TESTO DI PARTENZA
::::::

La post realtà
L’ecosistema mediatico trumpian-putiniano sta costruendo da anni il suddito totalitario ideale.
Quello per cui, come scriveva Hannah Arendt, non esiste più distinzione tra il vero e il falso. È il pubblico perfetto per assistere, con orgoglio e senza vergogna, al pestaggio mediatico di Zelensky
Non replicando l’errore del Risorgimento, che, fatta l’Italia, si pose dopo il problema tuttora irrisolto di fare gli italiani, gli impresari del nuovo disordine mondiale hanno prima forgiato il loro suddito totalitario ideale che – scriveva Hannah Arendt – «è l’individuo per il quale la distinzione fra realtà e finzione, fra vero e falso non esiste più», e poi ne hanno fatto l’idolo della restaurazione sovranista, innalzandolo sugli altari della nuova religione politica contemporanea.
Questo suddito totalitario si concretizza nel pubblico addestrato a interpretare come una giusta lezione impartita al presidente ucraino, presentatosi malvestito all’appuntamento nello Studio Ovale e irrispettoso dei signori della Casa Bianca, quello spettacolo ributtante di violenza mafiosa che a un cittadino dell’America “pre-Maga” (poco importa se democratico o repubblicano) avrebbe suscitato vergogna e indignazione.
Il “senso comune” che la vulgata trumpiana continua a indicare come un deposito proibito di moralità e saggezza, che occorre liberare dalle catene del deep state universale e dei suoi canoni di correttezza, è in realtà un atto di obbedienza pavloviana, che porta ad esempio a interpretare la soperchieria come un fattore più autentico e, per così dire, naturale di legittimazione politica.
La guerra ibrida contro l’Occidente è sia una guerra civile sia una guerra mondiale, e ha segnato una saldatura inaspettata ma in fondo coerente tra tutti i nemici dell’ordine politico liberale, al di qua e al di là della sempre più evanescente frontiera atlantica.
La ragione per cui JD Vance e Alexander Dugin usano praticamente le stesse parole per dire le stesse cose è che, molto semplicemente, la pensano proprio allo stesso modo, hanno gli stessi gusti e soprattutto gli stessi disgusti, anche se l’odio contro il vecchio sistema euro-americano e i suoi valori diventa per il vice di Trump ripudio e per il filosofo di Putin vendetta.
L’ultimo Karl Popper – quello di “Cattiva maestra televisione” – aveva capito già trent’anni fa che la nuova forma del totalitarismo sarebbe stata l’entropia cognitiva indotta dalla comunicazione di consumo nell’uomo-massa mediatizzato. In troppi (quorum ego) ai tempi pensarono che quella profezia apocalittica riflettesse il ritardo evolutivo di un vecchio dinosauro liberale diffidente per le nuove tecnologie.

::::::

VOCI ESTRATTE
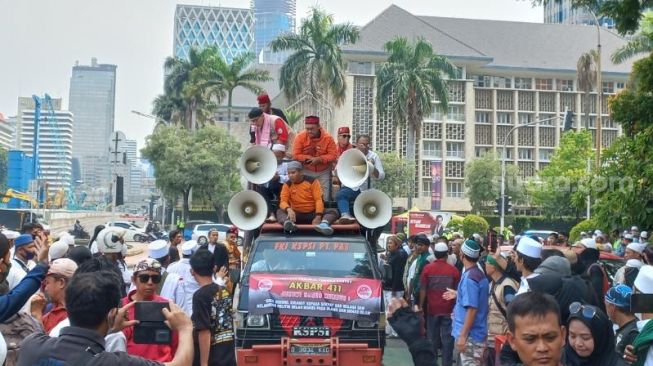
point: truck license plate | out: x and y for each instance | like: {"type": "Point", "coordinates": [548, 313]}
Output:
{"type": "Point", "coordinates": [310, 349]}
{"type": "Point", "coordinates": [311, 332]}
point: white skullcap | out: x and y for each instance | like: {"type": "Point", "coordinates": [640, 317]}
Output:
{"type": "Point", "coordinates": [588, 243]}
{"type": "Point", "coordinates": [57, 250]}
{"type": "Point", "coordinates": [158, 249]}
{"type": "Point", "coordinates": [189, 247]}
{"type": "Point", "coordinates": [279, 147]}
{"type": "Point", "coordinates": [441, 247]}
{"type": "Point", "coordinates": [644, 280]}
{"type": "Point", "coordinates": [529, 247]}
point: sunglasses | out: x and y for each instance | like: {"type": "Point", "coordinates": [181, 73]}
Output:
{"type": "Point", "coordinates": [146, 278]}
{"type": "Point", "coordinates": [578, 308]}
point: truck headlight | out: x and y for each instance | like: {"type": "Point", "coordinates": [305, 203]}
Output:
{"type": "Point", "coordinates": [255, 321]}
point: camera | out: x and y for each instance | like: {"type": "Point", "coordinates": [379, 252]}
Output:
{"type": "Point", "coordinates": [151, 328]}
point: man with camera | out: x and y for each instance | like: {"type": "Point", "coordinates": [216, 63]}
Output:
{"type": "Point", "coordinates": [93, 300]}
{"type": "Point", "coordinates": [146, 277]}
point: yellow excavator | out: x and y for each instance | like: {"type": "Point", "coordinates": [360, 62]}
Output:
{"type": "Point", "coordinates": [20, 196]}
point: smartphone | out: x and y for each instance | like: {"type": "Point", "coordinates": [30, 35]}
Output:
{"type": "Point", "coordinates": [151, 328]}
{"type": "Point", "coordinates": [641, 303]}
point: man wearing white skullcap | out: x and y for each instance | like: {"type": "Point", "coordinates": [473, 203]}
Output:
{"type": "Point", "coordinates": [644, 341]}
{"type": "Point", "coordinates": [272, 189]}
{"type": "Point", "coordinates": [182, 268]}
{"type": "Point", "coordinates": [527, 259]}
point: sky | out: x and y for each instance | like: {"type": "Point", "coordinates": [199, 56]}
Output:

::::::

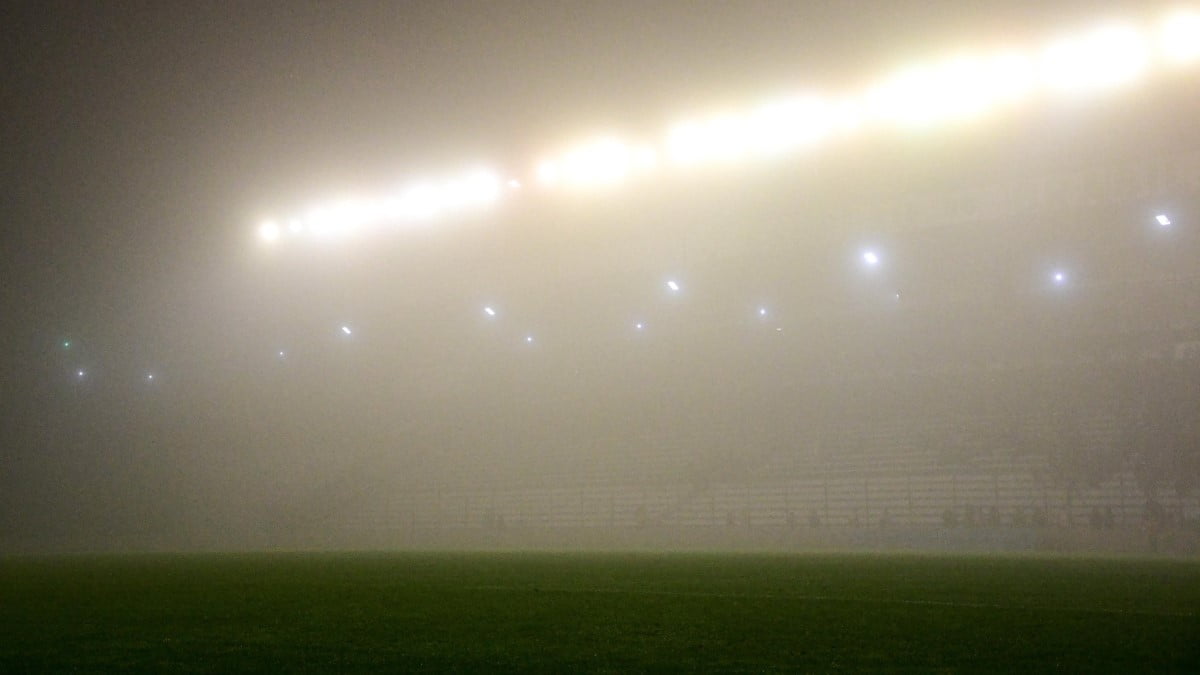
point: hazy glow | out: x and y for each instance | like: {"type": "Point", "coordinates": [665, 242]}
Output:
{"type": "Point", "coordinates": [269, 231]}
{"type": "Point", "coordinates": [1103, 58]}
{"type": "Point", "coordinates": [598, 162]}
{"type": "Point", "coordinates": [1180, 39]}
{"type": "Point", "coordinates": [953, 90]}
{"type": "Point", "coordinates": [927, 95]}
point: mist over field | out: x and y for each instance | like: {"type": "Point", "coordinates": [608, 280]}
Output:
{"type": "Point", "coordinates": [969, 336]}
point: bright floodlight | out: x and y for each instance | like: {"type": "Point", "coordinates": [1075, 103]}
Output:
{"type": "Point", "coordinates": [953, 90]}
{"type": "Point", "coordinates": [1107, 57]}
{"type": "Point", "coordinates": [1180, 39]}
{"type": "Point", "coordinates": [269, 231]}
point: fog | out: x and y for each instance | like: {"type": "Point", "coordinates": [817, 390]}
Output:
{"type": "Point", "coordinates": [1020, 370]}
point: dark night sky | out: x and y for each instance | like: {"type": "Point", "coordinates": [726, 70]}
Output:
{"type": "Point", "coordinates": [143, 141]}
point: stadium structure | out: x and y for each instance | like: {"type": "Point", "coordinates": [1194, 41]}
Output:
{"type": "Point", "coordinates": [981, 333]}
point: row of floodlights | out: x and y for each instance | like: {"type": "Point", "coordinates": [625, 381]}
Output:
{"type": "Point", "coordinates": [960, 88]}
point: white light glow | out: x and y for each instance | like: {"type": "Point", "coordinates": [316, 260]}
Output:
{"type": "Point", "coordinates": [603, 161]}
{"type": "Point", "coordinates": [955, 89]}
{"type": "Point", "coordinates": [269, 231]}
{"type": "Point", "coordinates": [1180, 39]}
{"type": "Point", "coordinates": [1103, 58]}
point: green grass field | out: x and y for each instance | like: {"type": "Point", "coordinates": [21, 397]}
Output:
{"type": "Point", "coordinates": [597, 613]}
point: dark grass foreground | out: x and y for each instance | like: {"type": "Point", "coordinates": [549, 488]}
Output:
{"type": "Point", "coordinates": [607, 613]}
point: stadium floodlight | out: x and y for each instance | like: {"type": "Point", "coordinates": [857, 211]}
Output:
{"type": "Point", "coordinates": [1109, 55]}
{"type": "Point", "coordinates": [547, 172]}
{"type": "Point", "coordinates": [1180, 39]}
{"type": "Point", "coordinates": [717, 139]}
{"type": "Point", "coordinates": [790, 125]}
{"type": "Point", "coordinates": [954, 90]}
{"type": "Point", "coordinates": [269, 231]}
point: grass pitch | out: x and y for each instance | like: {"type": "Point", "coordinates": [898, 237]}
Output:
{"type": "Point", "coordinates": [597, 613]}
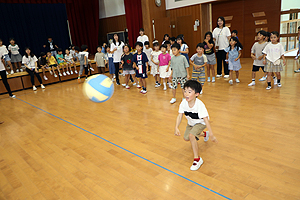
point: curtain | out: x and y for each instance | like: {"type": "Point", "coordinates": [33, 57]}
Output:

::::::

COSE DA FARE
1 – Copia dal testo sulla post realtà il brano che va da "La post realtà" fino a "religione politica contemporanea." compreso.
2 – Indica se ciascuna affermazione concorda con il testo sulla post realtà, rispondendo sì o no e citando le parole del testo che lo stabiliscono: (a) JD Vance e Alexander Dugin usano praticamente le stesse parole; (b) "Cattiva maestra televisione" è attribuito a Hannah Arendt; (c) la guerra ibrida contro l'Occidente è descritta soltanto come una guerra mondiale.
Le voci riportate non servono per questo lavoro.

SOLUZIONI PER COMPITO
1 –
La post realtà
L’ecosistema mediatico trumpian-putiniano sta costruendo da anni il suddito totalitario ideale.
Quello per cui, come scriveva Hannah Arendt, non esiste più distinzione tra il vero e il falso. È il pubblico perfetto per assistere, con orgoglio e senza vergogna, al pestaggio mediatico di Zelensky
Non replicando l’errore del Risorgimento, che, fatta l’Italia, si pose dopo il problema tuttora irrisolto di fare gli italiani, gli impresari del nuovo disordine mondiale hanno prima forgiato il loro suddito totalitario ideale che – scriveva Hannah Arendt – «è l’individuo per il quale la distinzione fra realtà e finzione, fra vero e falso non esiste più», e poi ne hanno fatto l’idolo della restaurazione sovranista, innalzandolo sugli altari della nuova religione politica contemporanea.

2 –
(a) Sì: "JD Vance e Alexander Dugin usano praticamente le stesse parole per dire le stesse cose".
(b) No: "L’ultimo Karl Popper – quello di “Cattiva maestra televisione”".
(c) No: "è sia una guerra civile sia una guerra mondiale".